**Instructions to follow**
Copy out each of the following items word for word, leaving every line unchanged.

########

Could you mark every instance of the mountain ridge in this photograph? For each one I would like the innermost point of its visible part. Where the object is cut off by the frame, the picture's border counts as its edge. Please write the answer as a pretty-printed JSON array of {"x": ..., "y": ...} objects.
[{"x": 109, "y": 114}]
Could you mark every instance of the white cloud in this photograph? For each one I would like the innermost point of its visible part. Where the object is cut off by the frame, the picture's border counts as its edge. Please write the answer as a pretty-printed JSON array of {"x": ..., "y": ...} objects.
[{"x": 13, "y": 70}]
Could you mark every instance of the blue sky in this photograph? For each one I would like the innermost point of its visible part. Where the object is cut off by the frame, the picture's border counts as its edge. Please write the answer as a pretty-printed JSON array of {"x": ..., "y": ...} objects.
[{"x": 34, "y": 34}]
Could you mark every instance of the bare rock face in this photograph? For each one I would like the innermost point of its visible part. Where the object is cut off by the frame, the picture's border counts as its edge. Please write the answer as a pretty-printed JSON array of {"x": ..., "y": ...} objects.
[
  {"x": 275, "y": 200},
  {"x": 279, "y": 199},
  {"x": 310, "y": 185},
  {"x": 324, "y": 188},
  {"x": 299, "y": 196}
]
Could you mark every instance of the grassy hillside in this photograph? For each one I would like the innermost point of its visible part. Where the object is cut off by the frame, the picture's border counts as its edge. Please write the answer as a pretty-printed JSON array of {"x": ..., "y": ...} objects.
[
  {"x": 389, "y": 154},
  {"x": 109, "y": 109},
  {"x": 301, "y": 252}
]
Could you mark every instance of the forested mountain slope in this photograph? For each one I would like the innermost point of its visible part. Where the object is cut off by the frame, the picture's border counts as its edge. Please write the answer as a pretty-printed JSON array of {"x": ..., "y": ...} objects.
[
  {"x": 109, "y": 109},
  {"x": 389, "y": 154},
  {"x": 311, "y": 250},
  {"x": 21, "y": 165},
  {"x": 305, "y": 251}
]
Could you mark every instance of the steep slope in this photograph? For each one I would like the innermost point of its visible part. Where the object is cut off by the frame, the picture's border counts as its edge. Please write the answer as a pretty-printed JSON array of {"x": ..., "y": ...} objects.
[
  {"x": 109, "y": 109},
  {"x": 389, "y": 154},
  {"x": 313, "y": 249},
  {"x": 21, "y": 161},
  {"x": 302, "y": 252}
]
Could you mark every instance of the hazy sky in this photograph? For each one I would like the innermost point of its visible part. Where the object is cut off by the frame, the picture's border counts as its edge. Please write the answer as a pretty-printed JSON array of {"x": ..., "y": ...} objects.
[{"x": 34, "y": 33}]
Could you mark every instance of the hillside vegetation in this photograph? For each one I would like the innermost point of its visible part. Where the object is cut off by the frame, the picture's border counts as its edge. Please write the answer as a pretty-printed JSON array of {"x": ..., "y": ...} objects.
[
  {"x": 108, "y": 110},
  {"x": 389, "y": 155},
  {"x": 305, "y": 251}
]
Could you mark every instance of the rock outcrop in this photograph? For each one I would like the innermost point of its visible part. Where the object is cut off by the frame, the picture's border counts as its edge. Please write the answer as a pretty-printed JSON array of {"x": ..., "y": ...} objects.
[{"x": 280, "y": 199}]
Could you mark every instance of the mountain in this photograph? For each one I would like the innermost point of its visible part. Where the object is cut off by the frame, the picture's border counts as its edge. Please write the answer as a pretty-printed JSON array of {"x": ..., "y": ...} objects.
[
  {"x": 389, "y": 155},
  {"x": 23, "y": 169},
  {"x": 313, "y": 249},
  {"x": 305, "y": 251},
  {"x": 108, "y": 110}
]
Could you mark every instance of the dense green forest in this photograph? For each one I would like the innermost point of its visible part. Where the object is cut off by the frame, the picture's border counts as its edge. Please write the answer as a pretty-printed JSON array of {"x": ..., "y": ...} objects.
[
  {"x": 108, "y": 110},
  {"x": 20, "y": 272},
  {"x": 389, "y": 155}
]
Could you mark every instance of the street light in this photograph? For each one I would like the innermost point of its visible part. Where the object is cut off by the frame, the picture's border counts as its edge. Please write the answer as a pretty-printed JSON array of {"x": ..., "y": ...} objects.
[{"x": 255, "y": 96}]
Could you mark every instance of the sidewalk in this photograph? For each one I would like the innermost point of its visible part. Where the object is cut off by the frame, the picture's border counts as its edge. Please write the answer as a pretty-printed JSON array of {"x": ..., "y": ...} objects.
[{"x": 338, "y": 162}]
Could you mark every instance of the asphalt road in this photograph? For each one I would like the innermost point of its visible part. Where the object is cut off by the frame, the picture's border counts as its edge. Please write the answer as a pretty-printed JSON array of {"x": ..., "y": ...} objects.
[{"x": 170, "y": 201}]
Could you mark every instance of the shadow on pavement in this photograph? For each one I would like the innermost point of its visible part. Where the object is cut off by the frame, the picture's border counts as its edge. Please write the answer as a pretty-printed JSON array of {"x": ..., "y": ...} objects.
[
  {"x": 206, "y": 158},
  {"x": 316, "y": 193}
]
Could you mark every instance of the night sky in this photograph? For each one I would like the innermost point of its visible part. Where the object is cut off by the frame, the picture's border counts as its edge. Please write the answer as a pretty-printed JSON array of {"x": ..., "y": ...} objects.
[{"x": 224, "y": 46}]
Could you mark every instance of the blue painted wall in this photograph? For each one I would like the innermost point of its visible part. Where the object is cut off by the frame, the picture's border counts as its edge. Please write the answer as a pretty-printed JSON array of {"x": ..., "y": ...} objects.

########

**In response**
Could you mark every instance of the mountain ridge in this photograph? For each one I would like the innermost point of its visible part. Where the object is cut off by the frame, the picture's border counts as its edge. Please write the answer as a pretty-printed JSON array of {"x": ..., "y": ...} objects.
[{"x": 109, "y": 114}]
Could you mark every instance of the white cloud in this photograph? For each one I would like the innermost point of its visible part. Where the object is cut off by the frame, the picture's border counts as its edge. Please write the answer as a pretty-printed JSON array of {"x": ..., "y": ...} objects.
[{"x": 13, "y": 70}]
Could you mark every instance of the blue sky in this photograph? For each one I would like the innermost point of its visible part. Where the object is cut off by the frame, the picture's border counts as its edge. Please write the answer as a pretty-printed JSON array of {"x": ..., "y": ...} objects.
[{"x": 34, "y": 34}]
Could you mark every instance of the bare rock face in this photograph? For each one I would like the innermost point of its visible part. Where the object is cut off by the frame, the picture's border counts as its edge. Please write the answer as a pretty-printed JSON array of {"x": ..., "y": ...} objects.
[
  {"x": 275, "y": 200},
  {"x": 279, "y": 199},
  {"x": 310, "y": 185},
  {"x": 324, "y": 188},
  {"x": 299, "y": 196}
]
Could you mark every instance of the grassy hillside in this photograph? For each one I would like the innermost point of its visible part. Where the object is cut off by the frame, the picture's border counts as its edge. Please write the answer as a pretty-printed JSON array of {"x": ..., "y": ...} objects.
[
  {"x": 389, "y": 154},
  {"x": 109, "y": 109},
  {"x": 301, "y": 252}
]
Could you mark every instance of the forested mountain slope in this photograph? For each one I would like the innermost point of its visible part. Where the object is cut off by the frame, the picture's border counts as its edge. Please write the answer as a pretty-printed JSON array of {"x": ..., "y": ...} objects.
[
  {"x": 109, "y": 109},
  {"x": 389, "y": 154},
  {"x": 311, "y": 250},
  {"x": 21, "y": 165},
  {"x": 305, "y": 251}
]
Could you mark every instance of the steep slope in this photograph? For each one I would like the innermost point of its visible part. Where the object is cut off by the frame, the picture's border counts as its edge. Please write the answer as a pretty-printed JSON array of {"x": ..., "y": ...} objects.
[
  {"x": 109, "y": 109},
  {"x": 389, "y": 154},
  {"x": 313, "y": 249},
  {"x": 21, "y": 161},
  {"x": 302, "y": 252}
]
Could you mark every instance of the hazy sky in this photograph? For each one I would like the innermost point of its visible part. Where the object is cut off by the frame, the picture's border counts as its edge. Please write the answer as a pretty-printed JSON array of {"x": ..., "y": ...} objects.
[{"x": 34, "y": 33}]
Could you mark every instance of the hillside vegetation in this photograph? For each one I would like the innermost point of its visible part. Where the object is cut off by the frame, the picture's border counts as its edge. Please write the answer as a pretty-printed JSON array of {"x": ..., "y": ...} objects.
[
  {"x": 108, "y": 110},
  {"x": 389, "y": 155},
  {"x": 305, "y": 251}
]
Could you mark every instance of the rock outcrop in this photograph? For each one I would like the innermost point of its visible part. Where the object is cut off by the frame, the picture's border counts as its edge. Please write the answer as a pretty-printed JSON array of {"x": ..., "y": ...} objects.
[{"x": 280, "y": 199}]
Could you mark every instance of the mountain in this photograph? For each one I would like the innermost point of its visible part. Where the object is cut off by the frame, the picture's border counts as its edge. Please write the answer as a pretty-printed JSON array of {"x": ..., "y": ...} objects.
[
  {"x": 389, "y": 155},
  {"x": 23, "y": 169},
  {"x": 313, "y": 249},
  {"x": 305, "y": 251},
  {"x": 108, "y": 110}
]
Could you mark every instance of the dense green forest in this photograph? For each one I would like the innermost point of its visible part. Where the object is cut off by the frame, the picture's border counts as its edge. Please write the answer as a pretty-printed JSON array of {"x": ..., "y": ...} objects.
[
  {"x": 108, "y": 110},
  {"x": 20, "y": 272},
  {"x": 389, "y": 155}
]
Could you mark every instance of the street light in this photograph? For each one I would like the innermost point of its visible part. Where the object is cut off by the frame, the picture's border counts as its edge. Please write the answer as a pretty-printed JSON array of {"x": ..., "y": ...} objects.
[{"x": 255, "y": 96}]
Could you mark every instance of the sidewalk in this photograph? For each one I would like the innermost point of its visible part. Where the object is cut off by the frame, the picture's border counts as its edge. Please write the answer as a pretty-printed JSON array of {"x": ..., "y": ...} objects.
[{"x": 338, "y": 162}]
Could you mark every instance of the asphalt road in this photograph? For each one I would like the innermost point of its visible part. Where the object is cut off by the frame, the picture's border counts as its edge. Please write the answer as a pretty-printed JSON array of {"x": ..., "y": ...} objects.
[{"x": 170, "y": 201}]
Could you mark every instance of the shadow on pavement in this photograph? For each one I would like the innermost point of its visible part. Where the object is cut off by the frame, the picture's border counts as its edge. Please write the answer as a pretty-printed JSON array of {"x": ..., "y": ...} objects.
[
  {"x": 206, "y": 158},
  {"x": 316, "y": 193}
]
Could you mark every instance of the night sky in this photograph? For each one I would like the innermost point of its visible part. Where the object is cut off by the frame, the picture's border counts as its edge. Please write the answer as a pretty-printed JSON array of {"x": ..., "y": ...} objects.
[{"x": 224, "y": 46}]
Could you mark every instance of the blue painted wall in this photograph? For each one I would like the innermost point of its visible part. Where the object is cut off by the frame, the picture's border counts as its edge. Please write the answer as a pretty-printed JSON array of {"x": ..., "y": ...} objects.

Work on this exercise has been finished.